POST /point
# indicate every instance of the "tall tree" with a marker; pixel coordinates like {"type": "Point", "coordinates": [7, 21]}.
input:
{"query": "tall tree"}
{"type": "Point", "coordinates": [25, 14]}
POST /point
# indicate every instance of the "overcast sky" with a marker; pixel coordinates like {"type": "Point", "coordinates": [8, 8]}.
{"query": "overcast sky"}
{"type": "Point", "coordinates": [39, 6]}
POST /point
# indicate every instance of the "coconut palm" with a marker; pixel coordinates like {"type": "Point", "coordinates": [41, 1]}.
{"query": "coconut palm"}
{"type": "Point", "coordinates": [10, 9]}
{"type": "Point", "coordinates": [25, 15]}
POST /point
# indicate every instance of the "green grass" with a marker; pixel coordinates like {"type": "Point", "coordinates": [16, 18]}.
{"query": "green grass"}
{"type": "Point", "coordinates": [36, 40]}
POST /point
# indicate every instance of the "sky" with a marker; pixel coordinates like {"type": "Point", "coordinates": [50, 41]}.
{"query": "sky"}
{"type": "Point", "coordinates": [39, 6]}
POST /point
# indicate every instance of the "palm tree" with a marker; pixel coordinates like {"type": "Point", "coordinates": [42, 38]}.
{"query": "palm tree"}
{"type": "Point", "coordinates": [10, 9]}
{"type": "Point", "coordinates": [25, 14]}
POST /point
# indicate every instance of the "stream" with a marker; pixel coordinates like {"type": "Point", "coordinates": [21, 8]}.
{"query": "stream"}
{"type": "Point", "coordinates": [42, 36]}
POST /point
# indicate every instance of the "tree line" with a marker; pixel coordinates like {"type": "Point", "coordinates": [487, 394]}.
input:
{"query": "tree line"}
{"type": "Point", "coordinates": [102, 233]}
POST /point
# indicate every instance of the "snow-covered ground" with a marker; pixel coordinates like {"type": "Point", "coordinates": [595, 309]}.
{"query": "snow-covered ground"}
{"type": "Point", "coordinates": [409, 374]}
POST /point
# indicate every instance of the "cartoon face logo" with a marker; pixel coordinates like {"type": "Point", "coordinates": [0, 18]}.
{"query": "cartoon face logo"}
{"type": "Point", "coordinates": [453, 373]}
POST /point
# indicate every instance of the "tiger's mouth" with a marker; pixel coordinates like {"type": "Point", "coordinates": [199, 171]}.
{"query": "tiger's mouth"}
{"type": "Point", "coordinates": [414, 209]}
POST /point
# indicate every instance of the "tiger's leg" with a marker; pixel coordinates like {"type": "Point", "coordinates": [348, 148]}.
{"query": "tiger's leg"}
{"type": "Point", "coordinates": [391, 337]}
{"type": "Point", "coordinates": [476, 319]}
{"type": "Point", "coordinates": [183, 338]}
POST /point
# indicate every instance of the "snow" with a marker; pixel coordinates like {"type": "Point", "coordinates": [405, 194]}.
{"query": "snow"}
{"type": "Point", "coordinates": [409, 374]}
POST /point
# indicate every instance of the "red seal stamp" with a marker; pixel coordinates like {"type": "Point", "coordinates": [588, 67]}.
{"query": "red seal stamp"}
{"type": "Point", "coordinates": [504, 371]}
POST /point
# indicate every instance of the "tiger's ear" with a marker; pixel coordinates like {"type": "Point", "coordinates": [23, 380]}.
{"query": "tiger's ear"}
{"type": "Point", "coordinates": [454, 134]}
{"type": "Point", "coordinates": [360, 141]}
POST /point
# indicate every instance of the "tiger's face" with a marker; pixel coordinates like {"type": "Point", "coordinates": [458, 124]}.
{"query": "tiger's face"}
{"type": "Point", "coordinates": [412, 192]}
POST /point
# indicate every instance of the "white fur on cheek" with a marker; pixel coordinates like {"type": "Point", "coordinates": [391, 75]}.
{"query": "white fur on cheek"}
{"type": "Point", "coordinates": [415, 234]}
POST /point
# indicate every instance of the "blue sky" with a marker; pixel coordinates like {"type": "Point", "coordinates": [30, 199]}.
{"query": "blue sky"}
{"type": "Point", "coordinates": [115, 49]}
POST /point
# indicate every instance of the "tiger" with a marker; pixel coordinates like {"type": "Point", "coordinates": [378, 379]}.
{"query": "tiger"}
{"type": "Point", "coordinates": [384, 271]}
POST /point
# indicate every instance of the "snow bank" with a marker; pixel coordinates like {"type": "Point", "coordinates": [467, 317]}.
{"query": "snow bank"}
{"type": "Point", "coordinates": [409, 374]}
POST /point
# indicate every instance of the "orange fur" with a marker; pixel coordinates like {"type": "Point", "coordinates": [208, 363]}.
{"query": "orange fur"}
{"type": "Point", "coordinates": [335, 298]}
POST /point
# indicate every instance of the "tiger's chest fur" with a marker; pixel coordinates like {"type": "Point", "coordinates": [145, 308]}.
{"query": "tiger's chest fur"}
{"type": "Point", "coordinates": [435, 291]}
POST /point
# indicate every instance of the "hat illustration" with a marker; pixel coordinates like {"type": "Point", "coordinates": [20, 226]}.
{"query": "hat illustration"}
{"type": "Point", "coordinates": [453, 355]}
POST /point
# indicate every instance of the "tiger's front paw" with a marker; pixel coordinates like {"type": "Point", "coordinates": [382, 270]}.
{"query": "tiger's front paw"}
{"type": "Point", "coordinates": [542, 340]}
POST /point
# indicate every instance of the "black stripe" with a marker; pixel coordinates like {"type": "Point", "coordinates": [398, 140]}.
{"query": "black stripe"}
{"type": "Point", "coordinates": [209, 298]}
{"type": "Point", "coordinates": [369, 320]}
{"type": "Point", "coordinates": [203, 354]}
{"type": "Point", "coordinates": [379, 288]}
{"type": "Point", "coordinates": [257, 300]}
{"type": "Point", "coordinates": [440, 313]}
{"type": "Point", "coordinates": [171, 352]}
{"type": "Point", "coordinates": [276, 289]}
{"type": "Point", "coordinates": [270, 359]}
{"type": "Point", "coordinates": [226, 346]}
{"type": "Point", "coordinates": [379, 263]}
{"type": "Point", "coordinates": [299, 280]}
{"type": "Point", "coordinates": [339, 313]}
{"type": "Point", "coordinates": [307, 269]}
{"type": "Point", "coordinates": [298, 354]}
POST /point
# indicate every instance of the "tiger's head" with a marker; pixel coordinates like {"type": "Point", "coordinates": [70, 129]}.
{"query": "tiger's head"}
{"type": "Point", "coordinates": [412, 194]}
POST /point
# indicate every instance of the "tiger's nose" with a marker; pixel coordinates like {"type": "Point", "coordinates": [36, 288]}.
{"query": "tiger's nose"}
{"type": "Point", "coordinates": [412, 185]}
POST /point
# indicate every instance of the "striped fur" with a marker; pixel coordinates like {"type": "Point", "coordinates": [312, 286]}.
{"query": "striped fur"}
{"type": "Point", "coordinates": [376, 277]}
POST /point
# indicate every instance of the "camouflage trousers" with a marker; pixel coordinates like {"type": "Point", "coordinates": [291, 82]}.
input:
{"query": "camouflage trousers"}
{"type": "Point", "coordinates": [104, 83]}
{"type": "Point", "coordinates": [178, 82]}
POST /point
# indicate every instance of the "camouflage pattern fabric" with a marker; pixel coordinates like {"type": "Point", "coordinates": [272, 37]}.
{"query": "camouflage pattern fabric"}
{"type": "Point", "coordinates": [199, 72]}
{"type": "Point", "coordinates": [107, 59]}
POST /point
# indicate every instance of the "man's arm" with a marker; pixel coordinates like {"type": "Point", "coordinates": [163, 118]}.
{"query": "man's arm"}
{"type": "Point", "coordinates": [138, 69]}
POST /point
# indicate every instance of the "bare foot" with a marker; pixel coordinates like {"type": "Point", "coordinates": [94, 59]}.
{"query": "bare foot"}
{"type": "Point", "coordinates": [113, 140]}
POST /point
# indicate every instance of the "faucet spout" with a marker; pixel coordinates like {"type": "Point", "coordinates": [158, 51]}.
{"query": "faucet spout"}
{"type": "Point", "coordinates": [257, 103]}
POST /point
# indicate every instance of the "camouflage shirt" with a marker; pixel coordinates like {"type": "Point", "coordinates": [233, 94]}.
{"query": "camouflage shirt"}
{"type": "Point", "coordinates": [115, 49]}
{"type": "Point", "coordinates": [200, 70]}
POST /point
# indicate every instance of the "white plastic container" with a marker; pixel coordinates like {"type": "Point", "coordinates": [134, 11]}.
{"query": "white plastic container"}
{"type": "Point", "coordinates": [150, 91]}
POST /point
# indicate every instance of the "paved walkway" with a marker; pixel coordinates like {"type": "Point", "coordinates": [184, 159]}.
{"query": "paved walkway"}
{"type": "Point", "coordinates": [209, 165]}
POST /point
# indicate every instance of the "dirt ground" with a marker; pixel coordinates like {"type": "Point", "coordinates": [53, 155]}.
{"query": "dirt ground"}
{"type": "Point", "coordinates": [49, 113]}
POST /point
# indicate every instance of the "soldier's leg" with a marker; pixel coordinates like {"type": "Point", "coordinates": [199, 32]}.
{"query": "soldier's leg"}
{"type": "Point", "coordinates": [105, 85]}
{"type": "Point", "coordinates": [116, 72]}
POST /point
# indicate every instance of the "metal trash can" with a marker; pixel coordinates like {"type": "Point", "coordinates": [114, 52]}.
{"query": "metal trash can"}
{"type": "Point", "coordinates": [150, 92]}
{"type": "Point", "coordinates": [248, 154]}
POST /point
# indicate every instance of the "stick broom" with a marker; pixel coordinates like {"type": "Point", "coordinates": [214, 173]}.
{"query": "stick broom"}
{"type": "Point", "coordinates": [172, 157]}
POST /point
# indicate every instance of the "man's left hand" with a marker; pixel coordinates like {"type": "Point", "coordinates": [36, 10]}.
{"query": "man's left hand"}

###

## Short task
Give only the number of lines in the entries above that contain the string "soldier".

## Finished task
2